-------- Text passage

The images I’m seeing out of the North East are classic “shortage” images. I admit, I sound heartless, but in the end, shortages end up hurting a lot more people.

Dave Tufte said...

Moh A: 47/50, I accepted your correction, but you still have weak grammar in the second paragraph.
Dillin: 50/50

Dillin's comment is fine, but let me spend some time on Moh A's comment. I did get the satire the first time around, but I also go the economic arguments ... I just wasn't clear which one I was supposed to focus on ;)

I think your position about cash is well-taken. We've done a disservice to our own society by encouraging people not to use and/or accept personal checks. In our quest to reduce the risk in our lives from bad checks, we've voluntarily removed ourselves from a society in which people can create (inside) money as needed, and as can be supported by the level of currency available. The phenomenon of people only accepting cash in disaster areas is feature of the last generation or so ... and it's not an improvement to society.

As to the moral reprehensibility, we need to first divide between currently available goods, and those that will be available in the future.

For either, transactions can occur with one of four mechanisms: lottery, command and control (which includes making some sort of judgement call about who is most deserving, and then acting on that), first come first serve, and the price mechanism. Claiming that the price mechanism is morally inferior is a claim that one of the other three methods is morally superior. Yet, the only one of the four that can make any claim to systematically improving social justice in a Rawlsian sense is command and control; and yet this is precisely the one that tends to get abused the most in practice. Your suggestion to divide things on a per capita basis is another form of command and control, and is likely to guarantee very small Rawlsian improvements, and further, has Rawlsian improvements that are easy to further improve with other command and control methods.

----------------

§ **Aim of the exercise**:
Retype the comment on shortages and pricing in full, word for word and with no changes.

-------- Supplied material

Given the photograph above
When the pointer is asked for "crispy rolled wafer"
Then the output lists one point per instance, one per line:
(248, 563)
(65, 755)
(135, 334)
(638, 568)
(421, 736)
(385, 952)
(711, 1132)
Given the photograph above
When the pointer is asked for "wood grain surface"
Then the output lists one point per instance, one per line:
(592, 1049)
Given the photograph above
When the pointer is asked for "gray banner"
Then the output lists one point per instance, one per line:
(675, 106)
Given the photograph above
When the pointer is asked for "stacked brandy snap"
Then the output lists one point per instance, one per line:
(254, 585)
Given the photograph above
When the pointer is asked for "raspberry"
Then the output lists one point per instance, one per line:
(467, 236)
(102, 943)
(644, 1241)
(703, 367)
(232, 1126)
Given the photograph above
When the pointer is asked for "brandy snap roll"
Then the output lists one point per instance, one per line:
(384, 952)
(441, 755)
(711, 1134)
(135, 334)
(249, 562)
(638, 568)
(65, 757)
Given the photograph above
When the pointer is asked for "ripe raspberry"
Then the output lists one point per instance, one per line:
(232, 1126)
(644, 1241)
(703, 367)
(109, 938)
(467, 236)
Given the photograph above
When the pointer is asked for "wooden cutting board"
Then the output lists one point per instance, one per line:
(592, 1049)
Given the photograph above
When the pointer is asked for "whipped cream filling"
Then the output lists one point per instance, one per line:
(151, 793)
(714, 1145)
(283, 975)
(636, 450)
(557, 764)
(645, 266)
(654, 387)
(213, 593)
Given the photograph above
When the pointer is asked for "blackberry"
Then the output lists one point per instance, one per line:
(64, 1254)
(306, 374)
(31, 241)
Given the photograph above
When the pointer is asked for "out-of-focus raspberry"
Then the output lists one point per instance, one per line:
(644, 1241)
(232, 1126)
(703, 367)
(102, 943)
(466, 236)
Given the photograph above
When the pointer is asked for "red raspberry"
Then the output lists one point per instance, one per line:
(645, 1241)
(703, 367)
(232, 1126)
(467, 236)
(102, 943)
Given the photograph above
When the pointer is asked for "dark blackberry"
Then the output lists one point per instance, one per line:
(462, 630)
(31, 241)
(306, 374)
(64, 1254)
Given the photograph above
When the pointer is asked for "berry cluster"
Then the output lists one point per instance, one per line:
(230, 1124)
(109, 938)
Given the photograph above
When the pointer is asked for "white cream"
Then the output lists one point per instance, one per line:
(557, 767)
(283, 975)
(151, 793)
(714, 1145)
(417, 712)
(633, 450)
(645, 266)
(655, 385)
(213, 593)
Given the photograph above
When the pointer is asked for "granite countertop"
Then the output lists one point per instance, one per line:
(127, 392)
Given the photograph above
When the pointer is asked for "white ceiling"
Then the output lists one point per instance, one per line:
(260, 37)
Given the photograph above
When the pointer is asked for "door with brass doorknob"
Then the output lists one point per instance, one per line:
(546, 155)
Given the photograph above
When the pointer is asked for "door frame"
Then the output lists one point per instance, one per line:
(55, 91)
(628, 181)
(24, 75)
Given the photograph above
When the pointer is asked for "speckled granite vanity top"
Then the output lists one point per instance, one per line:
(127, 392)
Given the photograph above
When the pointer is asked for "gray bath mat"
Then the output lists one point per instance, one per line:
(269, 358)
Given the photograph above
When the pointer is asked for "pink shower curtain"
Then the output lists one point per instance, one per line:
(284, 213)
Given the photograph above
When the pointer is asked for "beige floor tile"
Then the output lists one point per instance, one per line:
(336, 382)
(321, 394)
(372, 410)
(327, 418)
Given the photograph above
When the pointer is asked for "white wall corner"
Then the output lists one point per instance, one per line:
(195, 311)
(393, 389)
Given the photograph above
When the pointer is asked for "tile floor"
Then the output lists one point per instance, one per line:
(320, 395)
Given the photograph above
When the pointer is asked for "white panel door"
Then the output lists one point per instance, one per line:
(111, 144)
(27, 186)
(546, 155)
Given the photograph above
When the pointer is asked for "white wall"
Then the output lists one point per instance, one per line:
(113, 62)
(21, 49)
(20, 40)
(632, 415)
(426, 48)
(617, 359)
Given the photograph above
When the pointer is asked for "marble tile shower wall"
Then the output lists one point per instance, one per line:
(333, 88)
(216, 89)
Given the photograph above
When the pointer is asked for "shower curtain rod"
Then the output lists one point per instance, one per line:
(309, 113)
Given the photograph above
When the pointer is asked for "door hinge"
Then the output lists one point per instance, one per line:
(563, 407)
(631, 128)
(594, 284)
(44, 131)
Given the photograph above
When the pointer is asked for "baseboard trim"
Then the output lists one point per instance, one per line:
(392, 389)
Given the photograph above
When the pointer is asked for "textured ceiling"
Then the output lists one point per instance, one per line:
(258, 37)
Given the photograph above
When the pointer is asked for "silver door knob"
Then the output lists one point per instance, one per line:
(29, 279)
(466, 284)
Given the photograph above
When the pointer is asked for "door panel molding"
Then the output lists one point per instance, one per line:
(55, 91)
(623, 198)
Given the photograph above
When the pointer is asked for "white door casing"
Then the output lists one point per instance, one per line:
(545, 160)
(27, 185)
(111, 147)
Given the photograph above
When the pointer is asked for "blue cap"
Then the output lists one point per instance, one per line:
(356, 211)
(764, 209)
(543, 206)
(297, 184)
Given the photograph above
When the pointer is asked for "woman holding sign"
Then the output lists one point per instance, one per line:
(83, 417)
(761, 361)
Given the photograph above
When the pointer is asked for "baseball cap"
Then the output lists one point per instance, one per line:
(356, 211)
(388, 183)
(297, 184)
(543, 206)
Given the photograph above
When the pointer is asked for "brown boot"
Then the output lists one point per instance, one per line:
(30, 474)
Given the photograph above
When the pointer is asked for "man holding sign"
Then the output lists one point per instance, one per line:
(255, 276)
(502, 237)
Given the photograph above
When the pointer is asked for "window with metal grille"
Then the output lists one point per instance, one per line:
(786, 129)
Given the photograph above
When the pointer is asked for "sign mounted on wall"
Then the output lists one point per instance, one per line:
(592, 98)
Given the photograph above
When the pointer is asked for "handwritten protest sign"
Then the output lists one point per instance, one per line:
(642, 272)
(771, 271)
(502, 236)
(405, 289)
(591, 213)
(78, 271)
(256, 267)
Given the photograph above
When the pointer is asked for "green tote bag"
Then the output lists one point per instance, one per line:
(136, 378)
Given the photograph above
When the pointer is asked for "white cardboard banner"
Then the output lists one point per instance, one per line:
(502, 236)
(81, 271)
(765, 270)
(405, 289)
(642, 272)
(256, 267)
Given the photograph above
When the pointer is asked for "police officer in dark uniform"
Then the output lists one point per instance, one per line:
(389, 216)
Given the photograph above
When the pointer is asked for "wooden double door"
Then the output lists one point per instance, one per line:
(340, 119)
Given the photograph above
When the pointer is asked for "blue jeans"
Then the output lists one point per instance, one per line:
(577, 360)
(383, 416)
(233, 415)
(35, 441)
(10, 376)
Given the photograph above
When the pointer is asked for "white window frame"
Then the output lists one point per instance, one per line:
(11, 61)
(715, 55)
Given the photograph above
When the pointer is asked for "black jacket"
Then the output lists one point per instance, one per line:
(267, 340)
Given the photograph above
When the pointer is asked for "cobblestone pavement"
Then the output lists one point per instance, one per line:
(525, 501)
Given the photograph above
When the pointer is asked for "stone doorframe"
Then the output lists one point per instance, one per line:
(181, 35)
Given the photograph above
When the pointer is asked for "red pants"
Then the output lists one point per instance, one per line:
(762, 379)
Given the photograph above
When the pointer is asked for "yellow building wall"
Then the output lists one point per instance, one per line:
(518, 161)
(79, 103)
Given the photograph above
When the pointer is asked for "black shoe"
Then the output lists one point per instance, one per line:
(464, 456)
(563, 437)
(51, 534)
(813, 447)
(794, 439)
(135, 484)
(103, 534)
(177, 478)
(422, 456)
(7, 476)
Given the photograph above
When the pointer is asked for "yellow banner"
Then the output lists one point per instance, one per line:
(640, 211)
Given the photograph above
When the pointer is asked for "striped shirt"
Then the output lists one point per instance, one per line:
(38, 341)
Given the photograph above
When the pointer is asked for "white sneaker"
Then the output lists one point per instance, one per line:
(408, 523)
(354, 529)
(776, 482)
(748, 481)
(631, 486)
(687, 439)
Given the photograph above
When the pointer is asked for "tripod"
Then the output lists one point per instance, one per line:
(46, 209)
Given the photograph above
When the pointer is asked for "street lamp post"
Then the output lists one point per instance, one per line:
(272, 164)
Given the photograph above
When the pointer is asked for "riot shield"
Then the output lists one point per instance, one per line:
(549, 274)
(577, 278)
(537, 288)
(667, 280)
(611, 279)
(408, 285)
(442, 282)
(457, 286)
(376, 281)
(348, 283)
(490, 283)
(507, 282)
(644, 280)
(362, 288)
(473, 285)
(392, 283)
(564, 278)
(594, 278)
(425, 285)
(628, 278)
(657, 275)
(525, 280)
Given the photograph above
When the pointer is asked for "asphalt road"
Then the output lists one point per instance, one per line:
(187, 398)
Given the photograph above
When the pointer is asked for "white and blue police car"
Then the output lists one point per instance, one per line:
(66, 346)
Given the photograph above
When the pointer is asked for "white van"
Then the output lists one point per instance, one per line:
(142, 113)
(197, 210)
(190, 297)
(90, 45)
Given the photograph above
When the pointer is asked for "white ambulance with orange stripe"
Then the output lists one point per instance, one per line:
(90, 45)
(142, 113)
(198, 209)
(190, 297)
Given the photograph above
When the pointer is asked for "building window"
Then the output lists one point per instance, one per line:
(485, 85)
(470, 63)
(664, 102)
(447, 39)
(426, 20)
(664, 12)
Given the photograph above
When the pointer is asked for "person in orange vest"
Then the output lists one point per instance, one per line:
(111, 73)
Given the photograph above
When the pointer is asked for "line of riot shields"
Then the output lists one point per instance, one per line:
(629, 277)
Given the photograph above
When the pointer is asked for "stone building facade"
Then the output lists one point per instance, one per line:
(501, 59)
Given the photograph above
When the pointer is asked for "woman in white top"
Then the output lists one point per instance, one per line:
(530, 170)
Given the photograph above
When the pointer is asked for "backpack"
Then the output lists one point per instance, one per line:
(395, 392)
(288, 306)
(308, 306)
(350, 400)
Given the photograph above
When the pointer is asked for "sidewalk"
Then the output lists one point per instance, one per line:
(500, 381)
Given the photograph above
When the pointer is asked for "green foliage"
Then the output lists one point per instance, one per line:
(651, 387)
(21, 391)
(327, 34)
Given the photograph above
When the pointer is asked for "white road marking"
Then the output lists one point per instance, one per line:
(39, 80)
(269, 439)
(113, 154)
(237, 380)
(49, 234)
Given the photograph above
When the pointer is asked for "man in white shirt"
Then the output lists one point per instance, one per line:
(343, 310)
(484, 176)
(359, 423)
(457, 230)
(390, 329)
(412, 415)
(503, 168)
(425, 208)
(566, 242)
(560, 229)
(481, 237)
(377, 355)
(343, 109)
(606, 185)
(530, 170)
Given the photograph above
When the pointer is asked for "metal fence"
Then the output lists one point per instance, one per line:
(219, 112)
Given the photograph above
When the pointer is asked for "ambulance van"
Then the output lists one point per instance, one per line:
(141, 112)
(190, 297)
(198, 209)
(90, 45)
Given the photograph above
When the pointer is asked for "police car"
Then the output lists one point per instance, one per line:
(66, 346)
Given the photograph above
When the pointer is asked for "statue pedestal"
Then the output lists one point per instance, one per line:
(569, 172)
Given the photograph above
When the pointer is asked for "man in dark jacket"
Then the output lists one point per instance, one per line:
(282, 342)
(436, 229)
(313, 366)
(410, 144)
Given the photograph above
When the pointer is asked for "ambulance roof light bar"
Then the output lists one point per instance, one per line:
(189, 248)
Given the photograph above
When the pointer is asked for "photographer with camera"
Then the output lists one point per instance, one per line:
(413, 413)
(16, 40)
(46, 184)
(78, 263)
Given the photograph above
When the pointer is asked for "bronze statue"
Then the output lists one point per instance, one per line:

----------------

§ **Your solution**:
The images I’m seeing out of the North East are classic “shortage” images. I admit, I sound heartless, but in the end, shortages end up hurting a lot more people.

Dave Tufte said...

Moh A: 47/50, I accepted your correction, but you still have weak grammar in the second paragraph.
Dillin: 50/50

Dillin's comment is fine, but let me spend some time on Moh A's comment. I did get the satire the first time around, but I also go the economic arguments ... I just wasn't clear which one I was supposed to focus on ;)

I think your position about cash is well-taken. We've done a disservice to our own society by encouraging people not to use and/or accept personal checks. In our quest to reduce the risk in our lives from bad checks, we've voluntarily removed ourselves from a society in which people can create (inside) money as needed, and as can be supported by the level of currency available. The phenomenon of people only accepting cash in disaster areas is feature of the last generation or so ... and it's not an improvement to society.

As to the moral reprehensibility, we need to first divide between currently available goods, and those that will be available in the future.

For either, transactions can occur with one of four mechanisms: lottery, command and control (which includes making some sort of judgement call about who is most deserving, and then acting on that), first come first serve, and the price mechanism. Claiming that the price mechanism is morally inferior is a claim that one of the other three methods is morally superior. Yet, the only one of the four that can make any claim to systematically improving social justice in a Rawlsian sense is command and control; and yet this is precisely the one that tends to get abused the most in practice. Your suggestion to divide things on a per capita basis is another form of command and control, and is likely to guarantee very small Rawlsian improvements, and further, has Rawlsian improvements that are easy to further improve with other command and control methods.